Take the line that has "of the light" in it and every line after it to the end of the entries, and reproduce them exactly.

§ **Records for this task**:
- - - - -
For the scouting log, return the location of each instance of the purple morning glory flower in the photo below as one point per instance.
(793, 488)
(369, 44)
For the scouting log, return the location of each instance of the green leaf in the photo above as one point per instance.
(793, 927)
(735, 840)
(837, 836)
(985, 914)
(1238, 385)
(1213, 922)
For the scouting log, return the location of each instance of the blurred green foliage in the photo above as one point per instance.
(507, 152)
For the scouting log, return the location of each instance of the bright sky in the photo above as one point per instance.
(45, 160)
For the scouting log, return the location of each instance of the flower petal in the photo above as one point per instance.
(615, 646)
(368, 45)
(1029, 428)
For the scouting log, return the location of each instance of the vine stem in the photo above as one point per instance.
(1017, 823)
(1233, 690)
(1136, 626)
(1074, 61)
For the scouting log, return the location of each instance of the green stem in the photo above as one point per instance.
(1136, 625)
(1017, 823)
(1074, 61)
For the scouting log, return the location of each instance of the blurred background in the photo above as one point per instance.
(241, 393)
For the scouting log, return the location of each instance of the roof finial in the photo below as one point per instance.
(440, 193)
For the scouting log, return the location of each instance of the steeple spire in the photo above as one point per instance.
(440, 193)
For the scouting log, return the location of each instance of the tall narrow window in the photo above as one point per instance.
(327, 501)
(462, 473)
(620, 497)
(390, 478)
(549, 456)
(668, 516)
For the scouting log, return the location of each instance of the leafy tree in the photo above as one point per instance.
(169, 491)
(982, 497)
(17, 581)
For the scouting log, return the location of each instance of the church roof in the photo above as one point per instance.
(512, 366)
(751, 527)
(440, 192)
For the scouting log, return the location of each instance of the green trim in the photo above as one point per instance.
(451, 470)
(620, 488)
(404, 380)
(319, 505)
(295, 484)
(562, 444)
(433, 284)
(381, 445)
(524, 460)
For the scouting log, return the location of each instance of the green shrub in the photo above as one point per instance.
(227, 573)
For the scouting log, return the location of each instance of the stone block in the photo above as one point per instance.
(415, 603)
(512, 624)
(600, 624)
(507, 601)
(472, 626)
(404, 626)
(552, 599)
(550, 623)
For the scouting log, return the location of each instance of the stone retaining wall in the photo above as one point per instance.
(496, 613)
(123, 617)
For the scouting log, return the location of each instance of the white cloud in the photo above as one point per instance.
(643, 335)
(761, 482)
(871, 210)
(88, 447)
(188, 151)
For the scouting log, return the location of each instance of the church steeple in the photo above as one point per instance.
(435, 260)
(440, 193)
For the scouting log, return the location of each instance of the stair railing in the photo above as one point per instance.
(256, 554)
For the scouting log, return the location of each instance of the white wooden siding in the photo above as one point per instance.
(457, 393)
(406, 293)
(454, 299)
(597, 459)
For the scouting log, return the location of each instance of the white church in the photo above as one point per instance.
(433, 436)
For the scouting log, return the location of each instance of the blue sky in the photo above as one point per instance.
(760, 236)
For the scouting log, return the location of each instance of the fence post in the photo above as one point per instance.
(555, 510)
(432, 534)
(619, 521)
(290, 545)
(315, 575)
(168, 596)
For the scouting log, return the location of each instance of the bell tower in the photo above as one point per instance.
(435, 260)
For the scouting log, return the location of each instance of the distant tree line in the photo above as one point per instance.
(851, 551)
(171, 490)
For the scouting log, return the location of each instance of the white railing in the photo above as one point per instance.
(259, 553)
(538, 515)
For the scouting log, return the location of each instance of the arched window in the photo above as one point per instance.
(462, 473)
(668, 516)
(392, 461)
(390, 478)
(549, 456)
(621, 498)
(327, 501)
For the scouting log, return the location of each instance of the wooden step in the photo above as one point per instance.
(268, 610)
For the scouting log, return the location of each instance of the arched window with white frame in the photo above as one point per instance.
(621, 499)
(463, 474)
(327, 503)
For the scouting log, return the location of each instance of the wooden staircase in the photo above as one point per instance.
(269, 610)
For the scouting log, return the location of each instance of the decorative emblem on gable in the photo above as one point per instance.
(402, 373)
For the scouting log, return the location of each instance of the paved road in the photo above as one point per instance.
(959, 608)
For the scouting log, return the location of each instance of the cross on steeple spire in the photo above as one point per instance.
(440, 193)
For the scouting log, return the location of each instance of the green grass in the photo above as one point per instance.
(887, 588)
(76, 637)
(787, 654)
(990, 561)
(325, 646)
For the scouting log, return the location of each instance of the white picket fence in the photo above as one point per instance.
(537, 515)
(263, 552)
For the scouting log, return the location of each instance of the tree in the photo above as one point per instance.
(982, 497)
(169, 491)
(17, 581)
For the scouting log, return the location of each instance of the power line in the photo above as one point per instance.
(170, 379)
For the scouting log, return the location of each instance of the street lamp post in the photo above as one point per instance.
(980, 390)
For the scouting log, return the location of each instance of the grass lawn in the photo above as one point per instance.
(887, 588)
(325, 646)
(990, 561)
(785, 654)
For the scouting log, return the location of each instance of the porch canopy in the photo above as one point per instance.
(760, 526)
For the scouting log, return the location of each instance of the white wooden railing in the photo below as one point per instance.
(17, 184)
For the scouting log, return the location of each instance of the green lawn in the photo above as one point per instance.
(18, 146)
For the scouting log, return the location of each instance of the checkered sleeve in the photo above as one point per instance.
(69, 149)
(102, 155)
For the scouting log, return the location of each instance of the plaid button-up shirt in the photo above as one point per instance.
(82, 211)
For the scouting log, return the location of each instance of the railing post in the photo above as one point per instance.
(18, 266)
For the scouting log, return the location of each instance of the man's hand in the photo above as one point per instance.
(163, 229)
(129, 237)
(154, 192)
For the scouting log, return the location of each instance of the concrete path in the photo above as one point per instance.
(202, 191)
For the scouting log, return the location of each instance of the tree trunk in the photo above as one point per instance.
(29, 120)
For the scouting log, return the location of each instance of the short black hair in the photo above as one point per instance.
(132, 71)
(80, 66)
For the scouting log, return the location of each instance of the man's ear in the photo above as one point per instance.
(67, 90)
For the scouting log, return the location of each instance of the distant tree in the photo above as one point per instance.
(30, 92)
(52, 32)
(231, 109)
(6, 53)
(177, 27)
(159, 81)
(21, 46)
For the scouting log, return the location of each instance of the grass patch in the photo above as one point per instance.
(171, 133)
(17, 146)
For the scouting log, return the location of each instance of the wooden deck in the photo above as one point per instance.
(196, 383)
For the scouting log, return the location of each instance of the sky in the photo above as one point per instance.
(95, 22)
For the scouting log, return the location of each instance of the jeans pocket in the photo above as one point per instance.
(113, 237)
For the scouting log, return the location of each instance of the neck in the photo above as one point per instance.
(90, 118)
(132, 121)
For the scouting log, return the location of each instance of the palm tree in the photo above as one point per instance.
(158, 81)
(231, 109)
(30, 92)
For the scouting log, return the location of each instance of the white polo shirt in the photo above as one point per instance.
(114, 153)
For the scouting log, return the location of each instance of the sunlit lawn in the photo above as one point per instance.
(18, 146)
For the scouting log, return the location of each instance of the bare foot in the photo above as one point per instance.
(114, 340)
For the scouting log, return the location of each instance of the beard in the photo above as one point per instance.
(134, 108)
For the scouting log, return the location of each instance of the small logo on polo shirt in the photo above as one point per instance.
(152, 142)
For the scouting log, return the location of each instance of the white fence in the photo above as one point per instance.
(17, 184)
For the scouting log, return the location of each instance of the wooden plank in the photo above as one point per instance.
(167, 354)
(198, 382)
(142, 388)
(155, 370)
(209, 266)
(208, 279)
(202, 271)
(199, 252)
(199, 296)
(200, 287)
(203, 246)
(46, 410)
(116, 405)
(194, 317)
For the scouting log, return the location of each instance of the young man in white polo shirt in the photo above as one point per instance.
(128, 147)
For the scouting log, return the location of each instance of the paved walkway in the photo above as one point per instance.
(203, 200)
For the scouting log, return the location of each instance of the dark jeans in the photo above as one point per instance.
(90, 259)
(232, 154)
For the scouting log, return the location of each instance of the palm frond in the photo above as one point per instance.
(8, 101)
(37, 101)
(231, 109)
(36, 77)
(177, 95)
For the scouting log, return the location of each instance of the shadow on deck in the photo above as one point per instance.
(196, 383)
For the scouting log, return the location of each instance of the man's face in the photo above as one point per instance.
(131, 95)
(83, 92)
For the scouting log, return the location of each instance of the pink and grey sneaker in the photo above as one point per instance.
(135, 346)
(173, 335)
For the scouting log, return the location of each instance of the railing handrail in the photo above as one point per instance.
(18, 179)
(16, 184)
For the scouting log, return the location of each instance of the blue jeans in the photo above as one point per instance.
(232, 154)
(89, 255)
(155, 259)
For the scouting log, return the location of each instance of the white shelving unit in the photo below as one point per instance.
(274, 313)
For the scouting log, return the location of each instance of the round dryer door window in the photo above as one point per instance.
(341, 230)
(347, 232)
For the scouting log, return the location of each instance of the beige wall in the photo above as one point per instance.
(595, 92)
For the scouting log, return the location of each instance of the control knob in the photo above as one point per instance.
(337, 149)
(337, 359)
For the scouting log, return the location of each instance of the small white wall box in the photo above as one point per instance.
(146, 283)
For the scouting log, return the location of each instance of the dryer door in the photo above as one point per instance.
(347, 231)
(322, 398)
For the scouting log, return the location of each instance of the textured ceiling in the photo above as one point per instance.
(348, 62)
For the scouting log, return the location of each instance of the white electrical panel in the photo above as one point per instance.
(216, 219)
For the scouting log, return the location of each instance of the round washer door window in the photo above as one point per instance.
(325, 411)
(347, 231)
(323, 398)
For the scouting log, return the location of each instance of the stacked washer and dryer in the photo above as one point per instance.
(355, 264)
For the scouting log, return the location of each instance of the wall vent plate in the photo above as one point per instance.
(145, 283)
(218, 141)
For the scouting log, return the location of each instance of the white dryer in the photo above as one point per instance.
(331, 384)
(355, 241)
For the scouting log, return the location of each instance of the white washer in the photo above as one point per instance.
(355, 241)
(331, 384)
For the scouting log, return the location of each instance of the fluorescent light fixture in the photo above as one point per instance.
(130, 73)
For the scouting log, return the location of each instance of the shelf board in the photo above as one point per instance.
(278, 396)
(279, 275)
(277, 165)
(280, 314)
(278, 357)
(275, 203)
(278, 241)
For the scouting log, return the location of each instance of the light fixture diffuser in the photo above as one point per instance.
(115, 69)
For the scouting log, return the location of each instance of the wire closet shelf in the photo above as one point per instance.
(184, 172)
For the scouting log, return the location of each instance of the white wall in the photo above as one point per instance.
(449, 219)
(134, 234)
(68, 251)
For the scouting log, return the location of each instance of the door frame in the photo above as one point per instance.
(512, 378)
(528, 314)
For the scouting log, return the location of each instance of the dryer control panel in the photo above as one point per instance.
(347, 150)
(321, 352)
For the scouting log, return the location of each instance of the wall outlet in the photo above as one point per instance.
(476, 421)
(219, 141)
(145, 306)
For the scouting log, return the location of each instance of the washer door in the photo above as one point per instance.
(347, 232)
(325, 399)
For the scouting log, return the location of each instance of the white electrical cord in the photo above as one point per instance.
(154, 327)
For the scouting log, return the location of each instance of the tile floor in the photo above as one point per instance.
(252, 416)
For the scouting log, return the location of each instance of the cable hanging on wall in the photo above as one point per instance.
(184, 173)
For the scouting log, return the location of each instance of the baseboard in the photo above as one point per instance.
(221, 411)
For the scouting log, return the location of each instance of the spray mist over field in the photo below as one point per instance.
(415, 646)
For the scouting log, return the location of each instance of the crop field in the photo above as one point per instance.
- - - - -
§ **Solution to this exercise**:
For the scouting log, return the location of each instance of the light fixture diffuser in the photo above as one point per instance.
(115, 69)
For the scouting log, return the location of each instance of the wire closet shelf in the photo above as one point per instance.
(184, 172)
For the scouting log, return the location of each instance of the white wall in the photo above as one point per instance.
(449, 219)
(134, 234)
(68, 251)
For the scouting log, return the location of each instance of the door frame in the photo above as one point per instance.
(512, 378)
(528, 314)
For the scouting log, return the location of each instance of the dryer control panel in the photo above as one point per instance.
(347, 150)
(321, 352)
For the scouting log, return the location of each instance of the wall outlet in the photo above as one point per instance.
(476, 421)
(219, 141)
(145, 306)
For the scouting log, return the location of each instance of the washer door in the photo above as one point per instance.
(347, 232)
(325, 399)
For the scouting log, return the location of each instance of the white electrical cord in the photo above as one point per instance.
(154, 327)
For the scouting log, return the location of each instance of the tile floor in the photo above as one point per instance.
(252, 416)
For the scouting log, return the location of each instance of the cable hanging on wall in the photo above as one point per instance.
(184, 173)
For the scouting log, return the location of each instance of the baseboard in the photo above as one point per instance.
(221, 411)
For the scouting log, return the location of each instance of the spray mist over field in the photo below as one point per instance.
(415, 646)
For the scouting log, return the location of each instance of the crop field in the photo above as one point per instance.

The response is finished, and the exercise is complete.